▶ Input records:
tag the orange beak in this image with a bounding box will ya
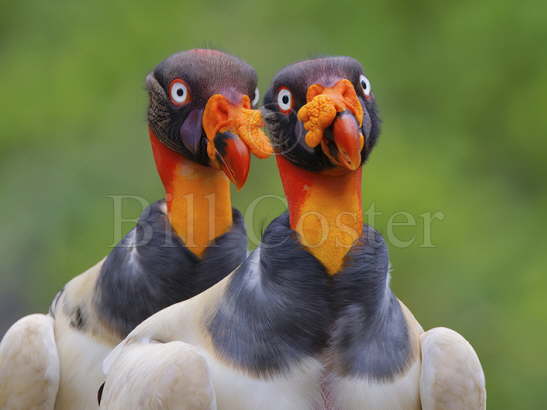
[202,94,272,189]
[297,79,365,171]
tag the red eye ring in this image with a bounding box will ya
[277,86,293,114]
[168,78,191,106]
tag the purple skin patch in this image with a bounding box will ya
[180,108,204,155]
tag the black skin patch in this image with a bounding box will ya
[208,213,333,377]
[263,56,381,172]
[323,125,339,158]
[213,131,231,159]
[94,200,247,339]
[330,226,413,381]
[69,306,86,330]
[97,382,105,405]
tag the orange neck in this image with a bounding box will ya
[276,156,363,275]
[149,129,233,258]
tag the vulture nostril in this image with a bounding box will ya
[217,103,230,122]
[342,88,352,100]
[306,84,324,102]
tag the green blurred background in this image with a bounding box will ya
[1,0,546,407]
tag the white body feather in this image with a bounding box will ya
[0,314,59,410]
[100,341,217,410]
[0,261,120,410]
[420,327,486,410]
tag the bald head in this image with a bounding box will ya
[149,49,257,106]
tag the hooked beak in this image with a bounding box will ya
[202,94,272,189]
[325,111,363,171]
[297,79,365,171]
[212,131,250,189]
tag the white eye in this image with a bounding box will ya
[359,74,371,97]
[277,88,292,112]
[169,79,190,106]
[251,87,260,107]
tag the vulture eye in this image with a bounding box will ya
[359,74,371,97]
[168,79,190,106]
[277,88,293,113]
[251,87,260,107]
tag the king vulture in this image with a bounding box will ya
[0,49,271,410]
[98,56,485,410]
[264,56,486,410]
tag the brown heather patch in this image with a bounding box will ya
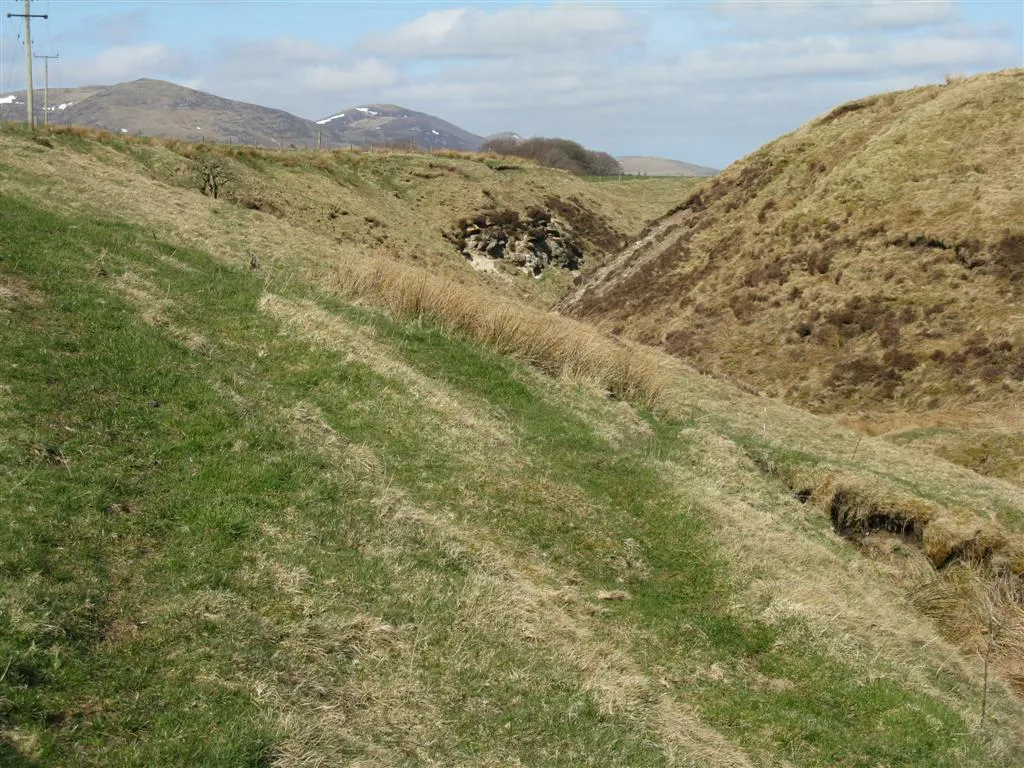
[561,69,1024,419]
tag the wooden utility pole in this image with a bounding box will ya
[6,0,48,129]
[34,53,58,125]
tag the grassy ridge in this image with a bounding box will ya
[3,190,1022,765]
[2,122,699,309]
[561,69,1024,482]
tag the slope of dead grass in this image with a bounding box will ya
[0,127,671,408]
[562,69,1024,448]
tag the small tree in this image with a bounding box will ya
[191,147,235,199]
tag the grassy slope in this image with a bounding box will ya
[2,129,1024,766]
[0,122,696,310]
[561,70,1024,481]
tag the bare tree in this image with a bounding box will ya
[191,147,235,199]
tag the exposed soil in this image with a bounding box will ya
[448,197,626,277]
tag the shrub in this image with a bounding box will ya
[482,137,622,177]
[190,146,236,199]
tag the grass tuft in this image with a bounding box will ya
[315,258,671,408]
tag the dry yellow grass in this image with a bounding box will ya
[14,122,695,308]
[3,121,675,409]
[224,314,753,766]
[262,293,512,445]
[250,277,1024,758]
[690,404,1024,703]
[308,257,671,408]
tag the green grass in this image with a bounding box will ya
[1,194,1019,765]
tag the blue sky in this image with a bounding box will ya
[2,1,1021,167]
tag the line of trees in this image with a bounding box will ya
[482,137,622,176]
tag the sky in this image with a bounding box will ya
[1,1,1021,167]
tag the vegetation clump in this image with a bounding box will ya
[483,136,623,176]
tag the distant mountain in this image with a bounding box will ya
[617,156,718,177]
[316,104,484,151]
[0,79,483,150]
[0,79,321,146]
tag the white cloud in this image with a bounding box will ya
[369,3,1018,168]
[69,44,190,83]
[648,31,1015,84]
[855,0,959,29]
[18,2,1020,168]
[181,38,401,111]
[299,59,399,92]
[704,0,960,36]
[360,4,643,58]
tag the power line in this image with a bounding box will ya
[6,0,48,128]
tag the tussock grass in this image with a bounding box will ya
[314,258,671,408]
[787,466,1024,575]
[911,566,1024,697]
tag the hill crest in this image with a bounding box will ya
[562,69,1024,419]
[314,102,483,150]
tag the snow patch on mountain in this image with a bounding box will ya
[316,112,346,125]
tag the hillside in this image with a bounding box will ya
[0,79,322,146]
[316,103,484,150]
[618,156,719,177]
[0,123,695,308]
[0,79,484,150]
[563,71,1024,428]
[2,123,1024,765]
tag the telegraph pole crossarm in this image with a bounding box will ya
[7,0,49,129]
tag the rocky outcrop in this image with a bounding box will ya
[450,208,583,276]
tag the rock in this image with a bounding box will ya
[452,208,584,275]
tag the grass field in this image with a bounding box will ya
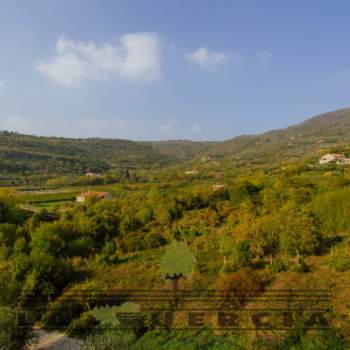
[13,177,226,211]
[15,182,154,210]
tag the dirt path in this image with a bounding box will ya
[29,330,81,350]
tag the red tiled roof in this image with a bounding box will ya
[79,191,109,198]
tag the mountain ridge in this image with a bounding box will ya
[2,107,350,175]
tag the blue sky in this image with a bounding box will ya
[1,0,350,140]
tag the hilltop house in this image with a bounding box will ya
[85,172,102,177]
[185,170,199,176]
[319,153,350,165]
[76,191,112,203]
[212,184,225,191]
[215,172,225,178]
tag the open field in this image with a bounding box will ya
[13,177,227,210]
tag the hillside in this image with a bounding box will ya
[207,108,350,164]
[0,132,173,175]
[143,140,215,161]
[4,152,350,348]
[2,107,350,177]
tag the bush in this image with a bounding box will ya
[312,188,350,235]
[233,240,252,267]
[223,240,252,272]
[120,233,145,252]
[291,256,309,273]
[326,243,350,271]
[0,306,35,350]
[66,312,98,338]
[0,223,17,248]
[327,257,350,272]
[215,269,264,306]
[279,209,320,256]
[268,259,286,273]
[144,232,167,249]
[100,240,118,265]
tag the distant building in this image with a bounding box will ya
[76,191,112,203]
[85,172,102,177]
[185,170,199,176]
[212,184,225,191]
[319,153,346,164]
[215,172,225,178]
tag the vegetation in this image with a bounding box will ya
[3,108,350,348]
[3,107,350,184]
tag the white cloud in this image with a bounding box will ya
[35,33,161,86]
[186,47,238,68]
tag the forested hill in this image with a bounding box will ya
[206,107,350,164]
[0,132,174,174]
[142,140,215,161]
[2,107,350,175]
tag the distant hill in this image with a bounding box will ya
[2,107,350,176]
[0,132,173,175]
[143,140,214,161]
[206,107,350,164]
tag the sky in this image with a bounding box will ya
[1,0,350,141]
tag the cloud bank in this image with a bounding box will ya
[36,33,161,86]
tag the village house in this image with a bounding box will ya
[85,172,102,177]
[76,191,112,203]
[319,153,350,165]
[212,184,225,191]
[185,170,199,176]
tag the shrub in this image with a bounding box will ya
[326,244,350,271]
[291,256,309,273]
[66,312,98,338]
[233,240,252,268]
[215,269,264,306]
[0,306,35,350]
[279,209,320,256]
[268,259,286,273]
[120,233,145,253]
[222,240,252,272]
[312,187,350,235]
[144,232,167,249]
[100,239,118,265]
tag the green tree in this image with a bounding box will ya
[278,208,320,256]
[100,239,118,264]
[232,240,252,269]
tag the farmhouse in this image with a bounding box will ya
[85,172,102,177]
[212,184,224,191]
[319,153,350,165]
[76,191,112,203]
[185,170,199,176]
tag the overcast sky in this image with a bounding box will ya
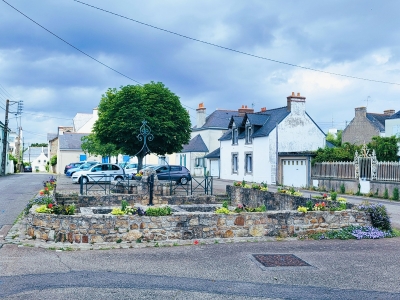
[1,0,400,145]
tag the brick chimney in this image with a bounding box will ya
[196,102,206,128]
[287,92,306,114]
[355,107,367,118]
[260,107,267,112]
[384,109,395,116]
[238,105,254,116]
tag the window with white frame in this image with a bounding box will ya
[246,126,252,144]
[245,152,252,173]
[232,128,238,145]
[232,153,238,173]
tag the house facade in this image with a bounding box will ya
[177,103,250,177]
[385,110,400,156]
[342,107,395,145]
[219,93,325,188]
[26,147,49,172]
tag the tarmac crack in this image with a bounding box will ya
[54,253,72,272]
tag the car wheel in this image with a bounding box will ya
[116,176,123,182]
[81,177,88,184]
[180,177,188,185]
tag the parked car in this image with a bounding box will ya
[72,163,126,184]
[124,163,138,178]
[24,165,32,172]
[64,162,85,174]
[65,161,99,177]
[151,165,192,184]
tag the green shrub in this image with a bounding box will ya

▶ Work instructions:
Output the complete listing exactly as it appears, except for the images.

▶ Solution to the problem:
tag the orange beak in this image with a bounding box will ya
[202,94,272,189]
[297,79,365,171]
tag the red eye ring in this image with a bounding box will ya
[277,86,293,114]
[168,78,191,106]
tag the purple skin patch in this image with a bounding box will ya
[180,108,204,155]
tag the black skin patch in this image with a bounding box will ya
[208,213,333,377]
[263,56,381,172]
[323,125,339,158]
[213,131,231,159]
[94,200,247,339]
[330,226,413,381]
[69,306,86,330]
[97,382,105,405]
tag the orange neck in this image with a bounding box will ya
[276,156,363,275]
[149,129,233,258]
tag the vulture nostril in this image with a bounding box will ya
[217,103,230,122]
[342,88,352,100]
[306,84,324,102]
tag the green blurred background in this image with a bounding box will ya
[1,0,546,407]
tag the white body feather in this image with a bounding box will ya
[0,314,59,410]
[100,341,217,410]
[0,261,120,410]
[420,327,486,410]
tag the bald head in this image with a bounding box will ya
[149,49,257,106]
tag the hooked beak in this image with a bounding box will ya
[202,94,272,189]
[325,111,363,171]
[297,79,365,171]
[212,131,250,189]
tag the white eye in this image with a bounding box will ya
[359,74,371,97]
[277,88,292,112]
[169,79,190,106]
[251,87,260,107]
tag the vulture eye in this image with a bounding box will ya
[359,74,371,97]
[168,79,190,106]
[277,88,293,113]
[251,87,260,107]
tag the king vulture in this image with a bounding box will ya
[0,49,271,410]
[98,56,485,410]
[264,56,486,410]
tag the brown heather patch in this image with a bounding box will ya
[561,69,1024,419]
tag the wooden utility pole in this image with a bounding box will ya
[6,0,48,129]
[34,53,58,125]
tag the grassy ridge in this image with a bounding box will ya
[3,190,1022,765]
[2,122,699,309]
[561,69,1024,482]
tag the slope of dead grass in this image with a bounding box will ya
[0,127,671,408]
[562,69,1024,448]
tag the small tree in this image with a bounding box will ya
[191,147,235,199]
tag the grassy slope in this image with a bounding box will ya
[2,129,1024,766]
[0,122,696,310]
[561,70,1024,481]
tag the bare tree in this image with a bounding box will ya
[191,147,235,199]
tag the exposed soil in this image with a bounding box will ya
[448,197,626,277]
tag the shrub in this image with a bounding box will ya
[482,137,622,177]
[190,146,236,199]
tag the grass tuft in this image with a bounding box will ya
[315,258,671,408]
tag the dry yellow grass in this image with a bounding box will ya
[14,122,695,308]
[3,121,675,409]
[224,314,753,766]
[262,293,512,445]
[250,277,1024,758]
[690,404,1024,703]
[308,257,671,408]
tag the green grass in this image with a bounding box will ya
[1,194,1019,765]
tag the blue sky in this image with a bounding box will ya
[2,1,1021,167]
tag the line of trees in this image with a bounding box will ya
[482,137,622,176]
tag the sky in this image with a bounding box will ya
[1,1,1021,167]
tag the vegetation clump in this image with a bounding box will ya
[483,136,623,176]
tag the distant mountain in this image with a bounding box will ya
[617,156,718,177]
[316,104,484,151]
[0,79,483,150]
[0,79,321,146]
tag the white cloud in this image with a bounding box will ya
[369,3,1018,168]
[69,44,190,83]
[648,31,1015,84]
[855,0,959,29]
[18,2,1020,168]
[181,38,401,111]
[299,59,399,92]
[704,0,960,36]
[360,4,643,58]
tag the power line in this image with a bounding box will ya
[6,0,48,128]
tag the tussock grass in this image with a bounding box will ya
[314,258,671,408]
[787,466,1024,575]
[911,566,1024,697]
tag the hill crest in this image with a bounding box will ya
[562,69,1024,419]
[314,102,483,150]
tag the snow patch on mountain in this image with a bounding box will ya
[316,112,346,125]
tag the hillside in this image with a bounding box will ya
[0,79,322,146]
[316,103,484,150]
[618,156,719,177]
[0,123,695,308]
[0,79,484,150]
[563,71,1024,428]
[2,123,1024,765]
tag the telegraph pole crossarm in this image with a bounding box will ya
[7,0,49,129]
tag the rocky outcrop in this image with a bounding box will ya
[450,208,583,276]
tag the rock in this image with a bounding box will ya
[452,208,584,275]
tag the grass field in this image with a bounding box will ya
[13,177,226,211]
[15,182,154,210]
tag the dirt path in this image with a bounding box will ya
[29,330,81,350]
tag the red tiled roof in this image with a bounding box will ya
[79,191,109,198]
tag the mountain ridge in this image with a bounding box will ya
[2,107,350,175]
tag the blue sky in this image with a bounding box will ya
[1,0,350,140]
tag the hilltop house in this image with a bounding box will ya
[85,172,102,177]
[185,170,199,176]
[319,153,350,165]
[76,191,112,203]
[212,184,225,191]
[215,172,225,178]
tag the open field in this image with a bounding box will ya
[13,177,227,210]
tag the hillside in this image with a bounding box will ya
[207,108,350,164]
[0,132,173,175]
[143,140,215,161]
[4,152,350,348]
[2,107,350,177]
tag the bush in this image with a bounding box will ya
[312,188,350,235]
[233,240,252,267]
[223,240,252,272]
[120,233,145,252]
[291,256,309,273]
[326,243,350,271]
[0,306,35,350]
[66,312,98,338]
[0,223,17,248]
[327,257,350,272]
[215,269,264,306]
[279,209,320,256]
[268,259,286,273]
[144,232,167,249]
[100,240,118,265]
tag the distant building in this image with a bounding box will ya
[76,191,112,203]
[85,172,102,177]
[185,170,199,176]
[212,184,225,191]
[319,153,346,164]
[215,172,225,178]
tag the vegetation in this image with a bounding box will ya
[3,108,350,348]
[3,107,350,184]
tag the white cloud in this image with a bounding box will ya
[35,33,161,86]
[186,47,238,68]
tag the forested hill in this image with a bounding box will ya
[206,107,350,164]
[0,132,174,174]
[142,140,215,161]
[2,107,350,175]
tag the distant hill in this image with a bounding box will ya
[2,107,350,176]
[0,132,173,175]
[143,140,214,161]
[206,107,350,164]
tag the sky in this image with a bounding box will ya
[1,0,350,141]
tag the cloud bank in this image with a bounding box will ya
[36,33,161,86]
tag the village house in this image with a bounding box will ya
[85,172,102,177]
[76,191,112,203]
[319,153,350,165]
[212,184,225,191]
[185,170,199,176]
tag the shrub in this image with a bounding box will ya
[326,244,350,271]
[291,256,309,273]
[66,312,98,338]
[233,240,252,268]
[215,269,264,306]
[0,306,35,350]
[279,209,320,256]
[268,259,286,273]
[120,233,145,253]
[222,240,252,272]
[312,187,350,235]
[144,232,167,249]
[100,239,118,265]
tag the green tree in this image with a bounding box will ya
[278,208,320,256]
[100,239,118,264]
[232,240,252,269]
tag the farmhouse in this image with a bounding box will ya
[85,172,102,177]
[212,184,224,191]
[319,153,350,165]
[76,191,112,203]
[185,170,199,176]
tag the overcast sky in this image with a bounding box will ya
[1,0,400,145]
tag the brick chimney in this image with a bounding box will ya
[196,102,206,128]
[287,92,306,114]
[355,107,367,118]
[260,107,267,112]
[384,109,395,116]
[238,105,254,116]
tag the window with white frame in this image with a bounding box will ya
[246,126,252,144]
[245,152,252,173]
[232,128,238,145]
[232,153,238,173]
tag the house facade in this image with a bounding box will ya
[177,103,250,177]
[385,110,400,156]
[342,107,395,145]
[219,93,325,188]
[26,147,49,172]
tag the tarmac crack in this image with a bounding box will ya
[54,253,72,272]
tag the car wheel in this image with a bounding box will ya
[116,176,123,182]
[81,177,88,184]
[180,177,188,185]
tag the parked car in this image with a bounding box will ya
[72,163,126,184]
[124,163,138,178]
[24,165,32,172]
[64,162,85,174]
[65,161,99,177]
[151,165,192,184]
tag the green shrub in this image with a bounding box will ya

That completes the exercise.